= DATA FOR PROCESSING =
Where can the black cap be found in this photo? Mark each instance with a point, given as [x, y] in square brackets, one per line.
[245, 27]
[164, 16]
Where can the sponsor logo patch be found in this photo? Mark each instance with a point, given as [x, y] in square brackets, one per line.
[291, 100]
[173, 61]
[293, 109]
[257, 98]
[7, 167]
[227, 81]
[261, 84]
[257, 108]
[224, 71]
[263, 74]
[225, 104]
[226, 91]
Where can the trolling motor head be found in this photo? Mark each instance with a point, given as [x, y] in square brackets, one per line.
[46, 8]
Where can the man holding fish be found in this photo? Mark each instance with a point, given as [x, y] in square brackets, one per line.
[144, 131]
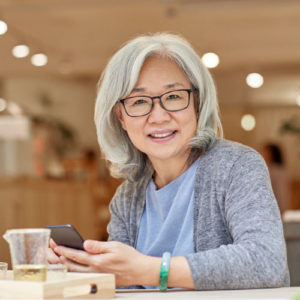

= CHALLENGE =
Rewrite all of the material above with "photo" changed to "image" everywhere it occurs and nothing else altered. Leave the pictures out.

= CORRECT RESULT =
Where can the black cap be found in this image? Mark each instance with a point, given as [x, y] in square brackets, one per line.
[245, 27]
[164, 16]
Where can the sponsor logo patch be found in this image? Mark each instance with a point, given as [x, y] in square brackets, one per line.
[291, 100]
[173, 61]
[293, 109]
[257, 98]
[7, 167]
[227, 81]
[261, 84]
[257, 108]
[224, 71]
[263, 74]
[225, 104]
[226, 91]
Where can the trolling motor head be found in this image? Mark each instance with a point, given as [x, y] in square brackets, one per line.
[46, 8]
Where can the man holding fish be found in this image? Mark each instance with a point, given as [x, y] in square brackets, one per line.
[144, 131]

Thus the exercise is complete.